# RECORDS FOR THIS TASK:
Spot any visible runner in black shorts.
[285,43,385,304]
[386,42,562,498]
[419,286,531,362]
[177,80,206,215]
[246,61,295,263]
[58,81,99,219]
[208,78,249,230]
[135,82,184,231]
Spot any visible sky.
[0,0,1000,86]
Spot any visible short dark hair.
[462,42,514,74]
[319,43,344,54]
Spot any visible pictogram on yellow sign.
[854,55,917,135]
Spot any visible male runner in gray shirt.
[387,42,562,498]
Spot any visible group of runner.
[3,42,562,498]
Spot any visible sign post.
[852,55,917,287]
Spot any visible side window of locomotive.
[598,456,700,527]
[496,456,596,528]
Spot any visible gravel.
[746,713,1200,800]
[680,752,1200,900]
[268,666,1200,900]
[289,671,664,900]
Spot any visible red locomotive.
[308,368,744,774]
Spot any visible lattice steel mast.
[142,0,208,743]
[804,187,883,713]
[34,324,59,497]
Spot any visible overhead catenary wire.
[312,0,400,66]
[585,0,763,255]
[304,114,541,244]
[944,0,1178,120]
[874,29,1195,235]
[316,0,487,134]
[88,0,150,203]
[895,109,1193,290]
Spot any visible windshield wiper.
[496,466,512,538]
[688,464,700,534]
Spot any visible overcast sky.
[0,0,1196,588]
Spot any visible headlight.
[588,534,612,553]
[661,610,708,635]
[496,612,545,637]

# TO DO:
Please rewrite the lines above as a two-column CSV with the headers line and answer. Give one row for each line, with its text and its answer each in a double-quoted field and any line breaks replaced by spaces.

# REPLY TO THE TASK:
line,answer
"Spot any visible runner in black shorts.","[285,43,385,304] [386,42,562,498] [419,286,531,362] [177,80,206,215] [246,61,295,263] [58,81,99,219] [208,78,249,230] [135,82,184,231]"
"Spot any visible sky.","[0,0,1000,86]"
"Spot any visible short dark hair.","[462,42,514,74] [319,43,344,54]"
"Spot any visible pictogram on yellow sign.","[854,55,917,135]"
"Spot any visible male runner in gray shirt.","[387,42,562,498]"
"Spot any visible group of runner.","[3,42,562,498]"
"Spot any visible sign post.","[852,55,917,287]"
"Spot any visible side window of locomotive.","[598,456,700,527] [496,456,596,528]"
"Spot any visible gravel.","[746,713,1200,800] [680,752,1200,900] [268,666,1200,900] [289,671,664,900]"
"Spot any visible red locomotive.","[308,368,744,774]"
"Spot any visible lattice steel mast.","[142,0,208,743] [804,187,883,713] [34,324,59,497]"
"Spot any visible overhead catenary wire.","[312,0,400,66] [585,0,763,255] [304,114,541,244] [944,0,1178,120] [874,29,1195,235] [316,0,487,134] [88,0,150,203] [895,109,1193,290]"
"Spot any visible windshield wiper.","[496,466,512,538] [688,464,700,534]"
"Spot any visible overcast sky.","[0,0,1196,588]"
"Spot any visible headlight.","[588,534,612,553] [661,610,708,635] [496,612,545,637]"